WORK TASK 1.
In the piece on aged care, starting with "Looking beyond the" and going on through "healthcare they deserve.", substitute "relief" for "respite" and give the passage.
WORK TASK 2.
According to the piece on aged care, how many of the more than 220 nursing homes with reported coronavirus outbreaks have had inspections by the regulator?

==== DOCUMENT SECTION

Aged care workers, many of whom contracted the disease themselves, fought to save every life.

Residents died because the Federal Government and the providers they regulate failed them.

The Federal Government and many providers failed to provide enough staff. They failed to ensure there was the right mix of nurses and carers. They failed to provide workers with a secure job or decent pay, so infection spread as workers moved across several facilities. The providers didn’t prioritise workers’ training or qualifications, which meant few were trained in infection control and on the eve of outbreaks in Victoria less than 1 in 5 workers had completed PPE training.

While many providers failed to look after their workers or their residents, the Morrison Government failed to step in, failed to hold them to the regulated standards and failed to heed the warnings of the Royal Commission.

Although the Federal Government spends around $20 billion per year of taxpayer funds on aged care, they require very little explanation from providers about how this money is spent. The Government allows providers to decide whether to spend Government subsidies on incontinence pads and nutritious food for residents or to pay inflated executive salaries and bank the profits. Well paid, secure carers’ jobs or dividends for shareholders? The providers can make that choice.

Don’t take my word for it. Peter Gray QC, counsel assisting the Aged Care Royal Commission found that “there is no specific requirement on residential aged care providers to spend any particular portion of that money on care."

As Rick Morton has reported, since 2015, the three listed aged-care providers have paid out almost half a billion dollars in dividends to their shareholders. Estia has paid $159 million, Regis $157 million and Japara $126.5 million.

As Anthony Albanese said “We have let humanity and dignity become subordinate to the bottom line.”

Then there is the regulator which is supposed to ensure a quality system but has fallen so far short it’s breathtaking. Out of more than 220 nursing homes where coronavirus outbreaks have been reported, only 30 have had inspections by the regulator. Fewer than 10 per cent of homes with outbreaks have been sanctioned by the regulator since the beginning of the pandemic.

The regulator operates on a workforce where nearly 30% are casual or contract, that is top heavy with managerial and executive staff, that does not seem to support its ground workers who do the inspections and write critical reports that are often overturned with no explanation.

The title of the Royal Commission’s interim report was “Neglect". Neglect is not a word that anyone relying on the aged care system wants to hear. Neglect outlines the litany of long-term, systemic problems that this Government has failed to fix during its seven-year term.

Comrades it’s easy to look at the aged care system and see a system which is too big to fail, yet too hard to reform. It’s not.

The most crucial thing to fix is the workforce issue. We need more staff and the right skill mix in nursing homes. They need the time to care for the elderly who they respect and often come to adore. Labor leader Anthony Albanese is the first leader in a long time to put aged care firmly on the national agenda by releasing an 8 point plan. His plan leads with minimum staffing levels for residential aged care.

Everything else follows.

Looking beyond the crisis, we need to re-envisage aged care, developing a system where there are supports for every stage of ageing. I want to age at home and I’m sure you do too. That means uncapping the home care package list, developing ‘nanny’ creches for daily respite, so families can stay together, revisiting retirement village development without exploitative real estate plans. When residential aged care is the only option remaining, our elderly should receive the dignity, safety, respect and high level healthcare they deserve.

Aged care has become the major issue it should be in the public domain. The Morrison Government must be held accountable for its failings at the next election. The Labor party must continue to stand up and fight for the workforce, for quality care and for a system we can be proud of.

We must make aged care an election issue. What do we do? Stand up fight back!

========
==== SOURCE MATERIAL

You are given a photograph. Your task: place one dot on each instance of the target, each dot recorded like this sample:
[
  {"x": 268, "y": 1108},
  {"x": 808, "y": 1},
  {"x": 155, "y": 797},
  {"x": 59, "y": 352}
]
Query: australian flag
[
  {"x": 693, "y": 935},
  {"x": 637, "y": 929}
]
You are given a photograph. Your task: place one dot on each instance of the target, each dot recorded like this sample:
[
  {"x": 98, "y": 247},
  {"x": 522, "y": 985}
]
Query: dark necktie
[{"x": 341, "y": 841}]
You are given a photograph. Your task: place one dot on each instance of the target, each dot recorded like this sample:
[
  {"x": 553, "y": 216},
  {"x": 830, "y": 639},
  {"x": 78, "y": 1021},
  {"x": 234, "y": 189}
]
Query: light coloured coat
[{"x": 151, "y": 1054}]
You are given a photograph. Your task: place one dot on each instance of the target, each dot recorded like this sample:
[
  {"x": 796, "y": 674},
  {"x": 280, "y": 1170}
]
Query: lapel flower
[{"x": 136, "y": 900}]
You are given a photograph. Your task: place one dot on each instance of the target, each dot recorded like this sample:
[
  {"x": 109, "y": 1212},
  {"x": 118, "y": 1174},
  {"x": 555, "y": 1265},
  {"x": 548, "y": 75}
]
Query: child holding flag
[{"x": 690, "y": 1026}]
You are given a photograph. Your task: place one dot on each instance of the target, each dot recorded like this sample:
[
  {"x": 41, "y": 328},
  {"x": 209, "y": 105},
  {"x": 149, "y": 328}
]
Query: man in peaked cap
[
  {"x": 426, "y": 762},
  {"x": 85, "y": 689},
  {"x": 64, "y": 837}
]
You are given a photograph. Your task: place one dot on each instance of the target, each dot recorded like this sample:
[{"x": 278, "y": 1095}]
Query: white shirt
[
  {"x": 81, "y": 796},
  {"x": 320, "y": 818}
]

========

YOUR RESPONSE 1.
Looking beyond the crisis, we need to re-envisage aged care, developing a system where there are supports for every stage of ageing. I want to age at home and I’m sure you do too. That means uncapping the home care package list, developing ‘nanny’ creches for daily relief, so families can stay together, revisiting retirement village development without exploitative real estate plans. When residential aged care is the only option remaining, our elderly should receive the dignity, safety, respect and high level healthcare they deserve.

YOUR RESPONSE 2.
Only 30.